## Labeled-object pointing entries

_ _ _ _ _

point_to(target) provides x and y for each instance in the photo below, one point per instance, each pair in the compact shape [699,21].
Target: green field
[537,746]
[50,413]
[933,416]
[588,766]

_ _ _ _ _

## What needs to be done
Write down the full listing again, exactly.

## Exercise response
point_to(target) provides x and y for each instance in the photo below, one point per instance, each pair in the compact shape [699,21].
Target: green field
[537,746]
[50,413]
[933,416]
[588,766]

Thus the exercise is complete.